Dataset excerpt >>
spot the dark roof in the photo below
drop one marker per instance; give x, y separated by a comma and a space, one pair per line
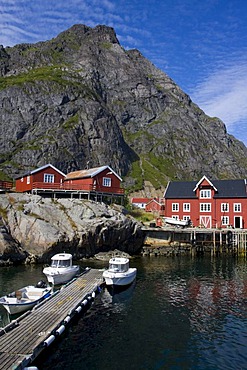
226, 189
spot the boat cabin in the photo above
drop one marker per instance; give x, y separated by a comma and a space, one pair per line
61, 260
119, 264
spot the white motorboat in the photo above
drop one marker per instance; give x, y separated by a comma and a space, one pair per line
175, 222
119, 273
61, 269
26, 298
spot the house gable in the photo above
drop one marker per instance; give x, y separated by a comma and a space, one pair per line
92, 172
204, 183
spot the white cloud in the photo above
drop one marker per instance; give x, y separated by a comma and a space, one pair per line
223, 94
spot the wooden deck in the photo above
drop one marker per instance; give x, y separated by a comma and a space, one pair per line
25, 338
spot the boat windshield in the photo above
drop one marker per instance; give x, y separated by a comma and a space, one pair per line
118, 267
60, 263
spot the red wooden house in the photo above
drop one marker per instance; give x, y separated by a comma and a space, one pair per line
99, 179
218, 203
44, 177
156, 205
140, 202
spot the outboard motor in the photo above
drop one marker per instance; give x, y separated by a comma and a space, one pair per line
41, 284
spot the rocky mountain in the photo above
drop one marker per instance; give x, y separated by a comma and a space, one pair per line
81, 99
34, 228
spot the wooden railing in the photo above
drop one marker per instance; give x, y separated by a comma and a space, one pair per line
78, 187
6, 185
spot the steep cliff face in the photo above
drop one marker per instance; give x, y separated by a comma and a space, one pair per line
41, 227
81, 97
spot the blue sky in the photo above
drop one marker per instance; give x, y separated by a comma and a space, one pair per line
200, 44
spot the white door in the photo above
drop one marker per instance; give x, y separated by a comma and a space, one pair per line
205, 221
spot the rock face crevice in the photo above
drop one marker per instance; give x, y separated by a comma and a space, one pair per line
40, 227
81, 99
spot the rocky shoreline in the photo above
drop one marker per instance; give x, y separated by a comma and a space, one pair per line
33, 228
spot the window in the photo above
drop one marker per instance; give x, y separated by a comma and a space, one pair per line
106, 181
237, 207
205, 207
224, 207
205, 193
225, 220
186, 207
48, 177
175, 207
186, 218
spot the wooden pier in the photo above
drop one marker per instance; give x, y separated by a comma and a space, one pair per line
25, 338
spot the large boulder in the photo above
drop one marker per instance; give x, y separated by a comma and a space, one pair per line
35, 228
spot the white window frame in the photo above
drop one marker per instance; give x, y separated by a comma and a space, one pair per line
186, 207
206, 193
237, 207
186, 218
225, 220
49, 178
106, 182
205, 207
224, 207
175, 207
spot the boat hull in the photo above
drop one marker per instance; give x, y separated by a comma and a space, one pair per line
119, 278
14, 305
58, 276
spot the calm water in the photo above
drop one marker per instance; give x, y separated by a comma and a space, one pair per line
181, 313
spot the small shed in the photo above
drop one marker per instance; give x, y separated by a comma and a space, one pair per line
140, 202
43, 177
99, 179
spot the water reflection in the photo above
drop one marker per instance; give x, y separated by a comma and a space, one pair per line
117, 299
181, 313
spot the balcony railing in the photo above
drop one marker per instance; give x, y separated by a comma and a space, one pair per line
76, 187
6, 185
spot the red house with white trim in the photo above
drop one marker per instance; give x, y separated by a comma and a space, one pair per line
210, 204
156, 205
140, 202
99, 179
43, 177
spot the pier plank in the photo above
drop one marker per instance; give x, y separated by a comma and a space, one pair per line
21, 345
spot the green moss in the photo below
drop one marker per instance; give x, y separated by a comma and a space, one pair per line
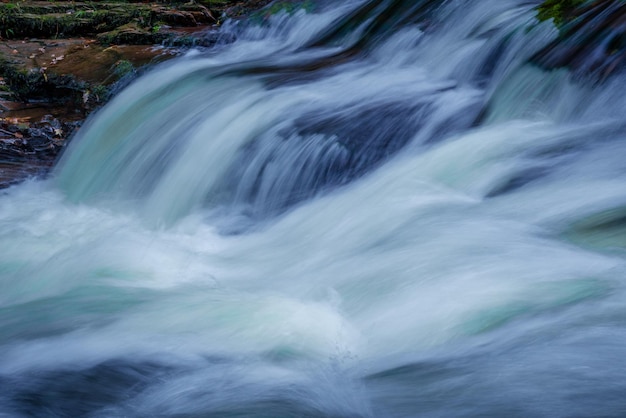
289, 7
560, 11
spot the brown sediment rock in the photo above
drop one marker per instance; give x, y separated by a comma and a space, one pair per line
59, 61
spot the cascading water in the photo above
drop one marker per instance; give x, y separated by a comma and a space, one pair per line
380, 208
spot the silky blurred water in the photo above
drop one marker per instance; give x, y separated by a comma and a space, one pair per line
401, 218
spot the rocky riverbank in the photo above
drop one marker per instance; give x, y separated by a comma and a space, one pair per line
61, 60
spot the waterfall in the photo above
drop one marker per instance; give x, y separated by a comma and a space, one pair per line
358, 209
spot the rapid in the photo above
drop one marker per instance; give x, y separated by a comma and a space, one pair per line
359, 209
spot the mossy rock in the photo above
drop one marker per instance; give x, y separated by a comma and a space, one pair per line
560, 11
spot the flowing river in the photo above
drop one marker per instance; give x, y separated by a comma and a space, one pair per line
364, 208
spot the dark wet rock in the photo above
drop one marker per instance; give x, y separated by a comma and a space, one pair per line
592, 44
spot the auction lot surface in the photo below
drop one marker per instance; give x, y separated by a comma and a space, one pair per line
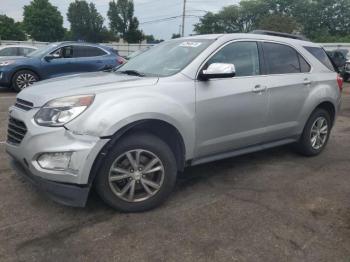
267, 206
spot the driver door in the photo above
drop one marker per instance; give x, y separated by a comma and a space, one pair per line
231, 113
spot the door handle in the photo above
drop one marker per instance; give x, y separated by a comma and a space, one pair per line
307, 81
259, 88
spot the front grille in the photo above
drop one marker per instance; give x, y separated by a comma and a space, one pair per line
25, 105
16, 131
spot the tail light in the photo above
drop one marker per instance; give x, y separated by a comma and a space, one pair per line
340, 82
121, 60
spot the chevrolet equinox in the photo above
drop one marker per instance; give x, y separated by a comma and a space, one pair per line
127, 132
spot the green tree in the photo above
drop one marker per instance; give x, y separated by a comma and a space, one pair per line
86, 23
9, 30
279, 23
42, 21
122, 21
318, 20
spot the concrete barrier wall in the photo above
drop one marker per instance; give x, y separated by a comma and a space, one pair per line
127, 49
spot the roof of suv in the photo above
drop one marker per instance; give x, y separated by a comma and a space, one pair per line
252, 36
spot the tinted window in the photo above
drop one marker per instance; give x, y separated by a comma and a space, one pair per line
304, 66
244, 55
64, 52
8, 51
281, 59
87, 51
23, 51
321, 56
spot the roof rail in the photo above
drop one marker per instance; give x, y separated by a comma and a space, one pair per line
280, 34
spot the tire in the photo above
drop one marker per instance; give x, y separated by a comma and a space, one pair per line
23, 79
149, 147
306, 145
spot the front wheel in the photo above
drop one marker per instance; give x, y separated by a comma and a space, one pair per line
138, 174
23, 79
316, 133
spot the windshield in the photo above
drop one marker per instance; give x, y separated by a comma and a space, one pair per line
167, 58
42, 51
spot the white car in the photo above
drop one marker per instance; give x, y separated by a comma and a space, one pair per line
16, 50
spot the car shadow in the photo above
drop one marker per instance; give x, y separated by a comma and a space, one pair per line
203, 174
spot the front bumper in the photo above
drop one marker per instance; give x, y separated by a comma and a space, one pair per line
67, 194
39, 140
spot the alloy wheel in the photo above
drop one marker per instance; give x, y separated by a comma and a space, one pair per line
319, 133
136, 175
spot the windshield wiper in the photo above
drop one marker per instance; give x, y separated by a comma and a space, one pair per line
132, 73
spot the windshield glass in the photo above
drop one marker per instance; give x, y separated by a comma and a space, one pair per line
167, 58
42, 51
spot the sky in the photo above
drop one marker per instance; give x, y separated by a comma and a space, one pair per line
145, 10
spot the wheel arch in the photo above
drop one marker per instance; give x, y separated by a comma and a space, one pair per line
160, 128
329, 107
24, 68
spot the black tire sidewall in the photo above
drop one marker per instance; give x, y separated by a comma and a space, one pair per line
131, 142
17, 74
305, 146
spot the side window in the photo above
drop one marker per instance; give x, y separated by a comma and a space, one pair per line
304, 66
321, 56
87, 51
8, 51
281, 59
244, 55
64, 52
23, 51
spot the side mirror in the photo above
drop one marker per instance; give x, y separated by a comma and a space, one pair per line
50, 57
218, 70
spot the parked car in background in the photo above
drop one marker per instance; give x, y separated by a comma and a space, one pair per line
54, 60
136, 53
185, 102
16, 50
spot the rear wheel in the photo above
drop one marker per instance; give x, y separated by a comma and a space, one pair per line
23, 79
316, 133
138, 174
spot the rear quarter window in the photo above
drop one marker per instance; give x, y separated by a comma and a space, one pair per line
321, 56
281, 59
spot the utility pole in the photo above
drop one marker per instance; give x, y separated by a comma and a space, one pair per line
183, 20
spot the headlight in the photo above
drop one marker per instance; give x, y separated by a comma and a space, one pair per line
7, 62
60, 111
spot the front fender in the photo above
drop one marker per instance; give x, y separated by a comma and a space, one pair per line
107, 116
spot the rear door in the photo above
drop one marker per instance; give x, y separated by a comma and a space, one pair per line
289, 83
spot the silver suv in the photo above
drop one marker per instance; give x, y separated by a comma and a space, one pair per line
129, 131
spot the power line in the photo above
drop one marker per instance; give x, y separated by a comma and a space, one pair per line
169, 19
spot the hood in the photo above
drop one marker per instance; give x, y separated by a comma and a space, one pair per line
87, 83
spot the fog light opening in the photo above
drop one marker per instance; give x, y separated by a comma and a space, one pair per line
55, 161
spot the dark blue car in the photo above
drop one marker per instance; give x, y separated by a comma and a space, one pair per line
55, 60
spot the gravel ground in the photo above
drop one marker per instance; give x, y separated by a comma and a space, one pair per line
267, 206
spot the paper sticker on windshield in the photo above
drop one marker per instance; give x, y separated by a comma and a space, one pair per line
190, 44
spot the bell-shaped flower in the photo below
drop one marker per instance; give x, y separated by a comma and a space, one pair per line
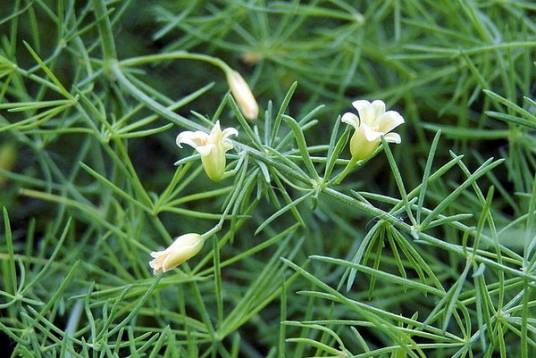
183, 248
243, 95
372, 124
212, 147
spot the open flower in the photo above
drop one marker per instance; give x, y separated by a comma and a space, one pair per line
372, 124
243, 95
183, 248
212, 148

Stated goal >>
Rewrite the rows from the line holding "spot the open flower in the photo above" through the end of the rows, both ends included, keeping the request lines as they are. Multiply every x, y coordinate in the answers by 1.8 and round each to a whole number, with halves rounded up.

Written response >>
spot the open flower in the photo above
drop one marker per instance; give x, y separated by a comma and a space, one pair per line
670, 223
437, 171
329, 446
382, 266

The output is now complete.